● **Written request 1**
From the guide to data structures and algorithms, extract the passage from "For most people, studying" up to and including "Are Data Structures?".

For most people, studying data structures and algorithms can feel like being thrown into the deep end of a pool — especially if you’re new to computer science. But don’t worry! Getting started doesn’t have to be intimidating.
Think of data structures and algorithms as the building blocks for programming. They’re the foundation on which all programs are built, no matter how complex they might be.
Note that this guide is completely language agnostic, meaning it doesn’t matter what language you use—these principles will still apply.
Let’s start simple: What Are Data Structures?
A data structure is [exactly] what it sounds like: a way of organizing and storing data (an array, linked list, tree, etc.). On the other hand, an algorithm is simply a set of instructions that tell the computer how to manipulate the data.
By data, we mean any type of information. It could be numbers, characters, words, images, or audio files — the possibilities are endless!
And data structure is how we store our data in a computer’s memory. It also affects how quickly we can access and manipulate that data.
Why Are Data Structure and Algorithms So Important?
You’ve probably organized your house before. You have containers to put your clothes in, shelves to store your books on, and boxes to keep all your miscellaneous items.
It’s the same with data structures. Instead of storing all your data haphazardly, data structures allow us to store and organize our data so that it takes up less space and is more accessible.
Algorithms are important for the same reason—they help us be more efficient with our data. By having a set of instructions, we can automate tasks, like finding the shortest route from one city to another, or sorting a list of names in alphabetical order.

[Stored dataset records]

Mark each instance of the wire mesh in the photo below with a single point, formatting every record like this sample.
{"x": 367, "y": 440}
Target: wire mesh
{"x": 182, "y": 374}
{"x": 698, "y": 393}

● **Written request 2**
Copy all of the records that follow the data structures guide above, reproducing each line verbatim.

● **Finished answer 1**
For most people, studying data structures and algorithms can feel like being thrown into the deep end of a pool — especially if you’re new to computer science. But don’t worry! Getting started doesn’t have to be intimidating.
Think of data structures and algorithms as the building blocks for programming. They’re the foundation on which all programs are built, no matter how complex they might be.
Note that this guide is completely language agnostic, meaning it doesn’t matter what language you use—these principles will still apply.
Let’s start simple: What Are Data Structures?

● **Finished answer 2**
Mark each instance of the wire mesh in the photo below with a single point, formatting every record like this sample.
{"x": 367, "y": 440}
Target: wire mesh
{"x": 182, "y": 374}
{"x": 698, "y": 393}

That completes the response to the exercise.